◆ **Required work**:
Copy each line from the data that has the word "pickaxe" in it.

◆ **Task data**:
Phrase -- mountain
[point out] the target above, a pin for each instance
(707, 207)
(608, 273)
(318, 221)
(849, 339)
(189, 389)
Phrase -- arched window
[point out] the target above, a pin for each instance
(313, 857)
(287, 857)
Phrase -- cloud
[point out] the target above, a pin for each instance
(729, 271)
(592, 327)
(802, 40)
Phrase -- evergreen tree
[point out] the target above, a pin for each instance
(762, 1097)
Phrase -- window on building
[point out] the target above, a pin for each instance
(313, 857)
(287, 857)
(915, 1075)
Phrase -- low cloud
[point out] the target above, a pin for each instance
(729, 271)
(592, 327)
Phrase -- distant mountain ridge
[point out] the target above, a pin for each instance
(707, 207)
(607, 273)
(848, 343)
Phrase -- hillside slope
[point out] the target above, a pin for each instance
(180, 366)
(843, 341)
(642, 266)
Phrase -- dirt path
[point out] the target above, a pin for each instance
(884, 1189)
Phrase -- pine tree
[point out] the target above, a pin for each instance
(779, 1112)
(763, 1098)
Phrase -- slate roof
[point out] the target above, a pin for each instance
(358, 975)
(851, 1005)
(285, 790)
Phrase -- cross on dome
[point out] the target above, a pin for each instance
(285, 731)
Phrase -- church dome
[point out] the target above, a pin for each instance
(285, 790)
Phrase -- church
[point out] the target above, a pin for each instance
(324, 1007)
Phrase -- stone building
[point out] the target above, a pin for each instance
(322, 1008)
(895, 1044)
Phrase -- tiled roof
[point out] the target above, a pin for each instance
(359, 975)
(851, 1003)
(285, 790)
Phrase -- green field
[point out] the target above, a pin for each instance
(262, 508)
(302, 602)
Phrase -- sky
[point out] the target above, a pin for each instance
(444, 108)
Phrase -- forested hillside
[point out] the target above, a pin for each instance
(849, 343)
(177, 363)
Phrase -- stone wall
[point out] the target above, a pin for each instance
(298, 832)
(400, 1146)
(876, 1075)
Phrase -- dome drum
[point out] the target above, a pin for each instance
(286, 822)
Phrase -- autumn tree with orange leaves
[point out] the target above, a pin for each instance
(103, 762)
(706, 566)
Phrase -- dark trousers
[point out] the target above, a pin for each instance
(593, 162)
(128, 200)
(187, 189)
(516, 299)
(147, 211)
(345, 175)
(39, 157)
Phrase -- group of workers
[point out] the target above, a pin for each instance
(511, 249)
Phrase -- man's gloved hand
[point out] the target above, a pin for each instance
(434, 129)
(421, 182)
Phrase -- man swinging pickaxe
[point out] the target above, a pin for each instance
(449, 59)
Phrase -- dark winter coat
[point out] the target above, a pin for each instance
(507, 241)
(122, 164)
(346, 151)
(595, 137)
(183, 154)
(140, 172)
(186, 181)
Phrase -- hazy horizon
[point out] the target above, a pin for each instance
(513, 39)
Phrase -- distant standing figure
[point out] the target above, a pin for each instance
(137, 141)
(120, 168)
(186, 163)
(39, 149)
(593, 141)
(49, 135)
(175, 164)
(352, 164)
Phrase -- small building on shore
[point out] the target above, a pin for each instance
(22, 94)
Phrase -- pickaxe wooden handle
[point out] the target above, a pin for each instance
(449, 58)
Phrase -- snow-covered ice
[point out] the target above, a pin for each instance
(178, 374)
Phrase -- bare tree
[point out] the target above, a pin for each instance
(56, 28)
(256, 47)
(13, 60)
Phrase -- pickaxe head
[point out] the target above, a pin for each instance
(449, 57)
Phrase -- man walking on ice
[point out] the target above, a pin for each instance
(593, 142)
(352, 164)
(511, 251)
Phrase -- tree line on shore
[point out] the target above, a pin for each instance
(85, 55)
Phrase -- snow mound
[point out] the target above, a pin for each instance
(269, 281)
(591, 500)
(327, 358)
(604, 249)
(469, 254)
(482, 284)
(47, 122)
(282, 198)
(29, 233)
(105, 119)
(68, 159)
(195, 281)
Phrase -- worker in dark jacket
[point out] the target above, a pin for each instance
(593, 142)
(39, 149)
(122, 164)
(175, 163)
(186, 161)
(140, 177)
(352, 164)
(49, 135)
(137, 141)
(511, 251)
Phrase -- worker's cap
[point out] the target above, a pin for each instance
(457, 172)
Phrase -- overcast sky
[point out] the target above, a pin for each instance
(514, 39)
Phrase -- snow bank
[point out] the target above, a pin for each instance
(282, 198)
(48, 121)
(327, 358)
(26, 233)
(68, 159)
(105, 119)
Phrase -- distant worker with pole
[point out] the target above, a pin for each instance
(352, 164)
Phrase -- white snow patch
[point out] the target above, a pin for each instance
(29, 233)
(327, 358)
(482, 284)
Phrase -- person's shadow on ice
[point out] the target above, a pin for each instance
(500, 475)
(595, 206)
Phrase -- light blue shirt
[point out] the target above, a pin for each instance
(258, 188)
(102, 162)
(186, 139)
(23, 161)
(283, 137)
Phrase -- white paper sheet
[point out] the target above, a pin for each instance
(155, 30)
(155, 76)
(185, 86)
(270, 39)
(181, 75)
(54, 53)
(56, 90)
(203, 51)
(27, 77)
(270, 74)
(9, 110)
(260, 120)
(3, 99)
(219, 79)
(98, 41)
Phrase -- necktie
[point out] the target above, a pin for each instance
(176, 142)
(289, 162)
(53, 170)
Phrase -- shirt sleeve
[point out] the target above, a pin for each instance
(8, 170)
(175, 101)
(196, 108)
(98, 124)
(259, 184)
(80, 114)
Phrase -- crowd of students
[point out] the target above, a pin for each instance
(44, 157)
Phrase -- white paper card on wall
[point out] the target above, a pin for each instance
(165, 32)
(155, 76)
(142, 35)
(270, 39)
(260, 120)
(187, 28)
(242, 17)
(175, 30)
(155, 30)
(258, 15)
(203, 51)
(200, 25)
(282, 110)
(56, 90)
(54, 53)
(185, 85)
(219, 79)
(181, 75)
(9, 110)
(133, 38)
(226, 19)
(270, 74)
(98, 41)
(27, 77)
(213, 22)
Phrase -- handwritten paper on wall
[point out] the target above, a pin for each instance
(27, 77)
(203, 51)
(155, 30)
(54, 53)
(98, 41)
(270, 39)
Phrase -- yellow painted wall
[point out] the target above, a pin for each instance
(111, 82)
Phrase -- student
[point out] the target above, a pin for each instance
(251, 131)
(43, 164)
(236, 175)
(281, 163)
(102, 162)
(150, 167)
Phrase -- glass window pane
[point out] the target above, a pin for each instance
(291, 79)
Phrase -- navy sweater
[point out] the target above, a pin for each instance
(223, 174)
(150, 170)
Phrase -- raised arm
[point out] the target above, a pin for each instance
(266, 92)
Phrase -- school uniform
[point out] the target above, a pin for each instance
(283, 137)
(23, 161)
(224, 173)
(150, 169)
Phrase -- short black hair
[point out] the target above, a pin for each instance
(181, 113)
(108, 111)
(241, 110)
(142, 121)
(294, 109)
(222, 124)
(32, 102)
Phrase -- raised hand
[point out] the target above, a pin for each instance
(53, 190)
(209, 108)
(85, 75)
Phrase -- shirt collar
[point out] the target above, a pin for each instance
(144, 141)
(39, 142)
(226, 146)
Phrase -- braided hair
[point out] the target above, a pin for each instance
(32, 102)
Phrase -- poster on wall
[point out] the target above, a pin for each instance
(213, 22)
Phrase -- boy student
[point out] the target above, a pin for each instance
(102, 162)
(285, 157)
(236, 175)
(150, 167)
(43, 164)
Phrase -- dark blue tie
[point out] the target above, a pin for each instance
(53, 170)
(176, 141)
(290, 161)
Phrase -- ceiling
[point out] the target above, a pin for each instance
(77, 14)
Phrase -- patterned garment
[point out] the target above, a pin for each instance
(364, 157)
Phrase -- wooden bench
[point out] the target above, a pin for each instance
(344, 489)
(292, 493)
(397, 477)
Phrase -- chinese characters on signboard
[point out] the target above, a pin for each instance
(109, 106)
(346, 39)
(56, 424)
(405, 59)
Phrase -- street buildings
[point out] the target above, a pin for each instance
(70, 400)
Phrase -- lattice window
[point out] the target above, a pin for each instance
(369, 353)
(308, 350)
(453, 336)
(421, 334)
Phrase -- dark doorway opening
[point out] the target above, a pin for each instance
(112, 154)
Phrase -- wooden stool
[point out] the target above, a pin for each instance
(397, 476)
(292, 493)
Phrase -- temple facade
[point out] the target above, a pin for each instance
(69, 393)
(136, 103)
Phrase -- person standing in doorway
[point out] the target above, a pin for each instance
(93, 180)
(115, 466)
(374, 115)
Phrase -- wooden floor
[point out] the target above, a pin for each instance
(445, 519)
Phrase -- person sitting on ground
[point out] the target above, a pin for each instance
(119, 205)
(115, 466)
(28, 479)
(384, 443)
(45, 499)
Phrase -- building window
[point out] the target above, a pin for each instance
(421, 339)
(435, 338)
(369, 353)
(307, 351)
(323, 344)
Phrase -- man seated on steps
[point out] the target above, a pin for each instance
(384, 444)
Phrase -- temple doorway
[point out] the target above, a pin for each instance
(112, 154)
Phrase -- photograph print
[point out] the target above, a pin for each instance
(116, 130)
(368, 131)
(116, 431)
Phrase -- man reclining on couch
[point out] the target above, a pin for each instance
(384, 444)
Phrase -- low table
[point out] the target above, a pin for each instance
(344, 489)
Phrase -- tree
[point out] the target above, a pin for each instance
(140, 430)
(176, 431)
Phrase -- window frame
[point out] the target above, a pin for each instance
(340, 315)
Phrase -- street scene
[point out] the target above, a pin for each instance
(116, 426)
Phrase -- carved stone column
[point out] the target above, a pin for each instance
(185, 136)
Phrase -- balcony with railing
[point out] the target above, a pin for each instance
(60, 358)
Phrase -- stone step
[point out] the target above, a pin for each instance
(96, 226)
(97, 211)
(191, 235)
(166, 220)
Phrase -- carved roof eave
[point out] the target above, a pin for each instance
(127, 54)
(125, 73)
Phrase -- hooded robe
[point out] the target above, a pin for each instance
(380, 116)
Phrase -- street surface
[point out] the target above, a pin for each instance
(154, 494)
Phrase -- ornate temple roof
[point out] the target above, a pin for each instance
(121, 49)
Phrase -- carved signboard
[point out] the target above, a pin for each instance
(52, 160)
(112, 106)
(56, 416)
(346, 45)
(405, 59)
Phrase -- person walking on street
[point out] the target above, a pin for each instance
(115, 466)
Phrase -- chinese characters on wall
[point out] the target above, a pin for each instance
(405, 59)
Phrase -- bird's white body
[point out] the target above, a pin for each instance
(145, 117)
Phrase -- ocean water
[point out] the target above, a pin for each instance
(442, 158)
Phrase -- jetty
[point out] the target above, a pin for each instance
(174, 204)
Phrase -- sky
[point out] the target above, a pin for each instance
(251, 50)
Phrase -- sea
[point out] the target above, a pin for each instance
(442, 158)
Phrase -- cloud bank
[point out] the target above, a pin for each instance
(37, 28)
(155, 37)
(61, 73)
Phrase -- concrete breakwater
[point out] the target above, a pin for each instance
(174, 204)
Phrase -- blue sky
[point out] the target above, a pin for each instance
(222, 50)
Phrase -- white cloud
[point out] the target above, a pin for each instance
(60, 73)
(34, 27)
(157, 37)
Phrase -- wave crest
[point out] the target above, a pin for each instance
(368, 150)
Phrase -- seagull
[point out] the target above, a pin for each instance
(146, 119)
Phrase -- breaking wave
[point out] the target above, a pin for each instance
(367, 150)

◆ **Answer for the task**:
Phrase -- man swinging pickaxe
Phrase -- pickaxe wooden handle
Phrase -- pickaxe head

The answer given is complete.